**Written request**
Render all of the material below as a JSON list of strings, with one string per line and blank lines omitted. Leave the picture out of your answer.

* Start Exercise inputs *

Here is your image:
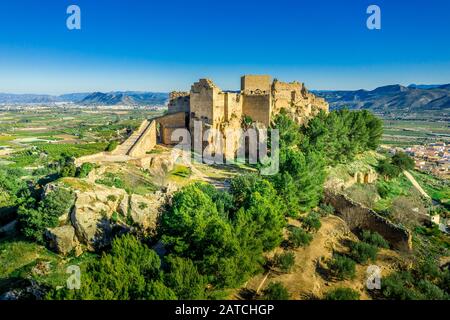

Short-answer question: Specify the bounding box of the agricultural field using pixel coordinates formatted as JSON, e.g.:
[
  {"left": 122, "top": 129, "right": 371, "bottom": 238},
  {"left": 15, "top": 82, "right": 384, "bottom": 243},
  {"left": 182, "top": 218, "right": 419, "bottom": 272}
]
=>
[
  {"left": 382, "top": 119, "right": 450, "bottom": 147},
  {"left": 0, "top": 107, "right": 162, "bottom": 169}
]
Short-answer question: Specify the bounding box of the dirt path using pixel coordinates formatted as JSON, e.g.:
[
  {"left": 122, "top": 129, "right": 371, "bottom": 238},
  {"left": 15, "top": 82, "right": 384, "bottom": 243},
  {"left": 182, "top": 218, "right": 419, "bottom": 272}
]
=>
[{"left": 403, "top": 170, "right": 431, "bottom": 199}]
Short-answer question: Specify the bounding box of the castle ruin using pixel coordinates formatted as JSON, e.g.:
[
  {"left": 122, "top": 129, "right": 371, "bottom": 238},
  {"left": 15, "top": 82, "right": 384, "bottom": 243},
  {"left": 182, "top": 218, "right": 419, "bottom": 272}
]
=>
[
  {"left": 160, "top": 75, "right": 328, "bottom": 145},
  {"left": 77, "top": 75, "right": 328, "bottom": 163}
]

* End Exercise inputs *

**Completed task**
[
  "Here is your image:",
  "Short-answer question: Specify the bounding box of the agricultural field using pixel coordinates formatted as JSON, e.g.:",
  "[",
  "  {\"left\": 122, \"top\": 129, \"right\": 371, \"bottom\": 238},",
  "  {\"left\": 15, \"top\": 82, \"right\": 384, \"bottom\": 243},",
  "  {\"left\": 182, \"top\": 218, \"right\": 419, \"bottom\": 272}",
  "]",
  "=>",
  "[",
  "  {\"left\": 382, \"top\": 119, \"right\": 450, \"bottom\": 147},",
  "  {\"left\": 0, \"top\": 107, \"right\": 162, \"bottom\": 169}",
  "]",
  "Short-answer question: Specify the bounding box of the dirt path using pixel coordinates formatted as JSON, e.g.:",
  "[",
  "  {\"left\": 122, \"top\": 129, \"right\": 371, \"bottom\": 238},",
  "  {\"left\": 15, \"top\": 82, \"right\": 384, \"bottom\": 243},",
  "  {\"left\": 182, \"top\": 218, \"right\": 419, \"bottom\": 272}",
  "]",
  "=>",
  "[{\"left\": 403, \"top\": 170, \"right\": 431, \"bottom\": 199}]",
  "Short-answer question: Specify the bounding box of the castle ruin using pixel coordinates formatted as JSON, e.g.:",
  "[",
  "  {\"left\": 122, \"top\": 129, \"right\": 371, \"bottom\": 238},",
  "  {\"left\": 15, \"top\": 82, \"right\": 384, \"bottom\": 243},",
  "  {\"left\": 182, \"top\": 218, \"right\": 419, \"bottom\": 272}",
  "]",
  "=>",
  "[",
  "  {\"left\": 160, \"top\": 75, \"right\": 328, \"bottom\": 145},",
  "  {\"left\": 77, \"top\": 75, \"right\": 328, \"bottom\": 163}",
  "]"
]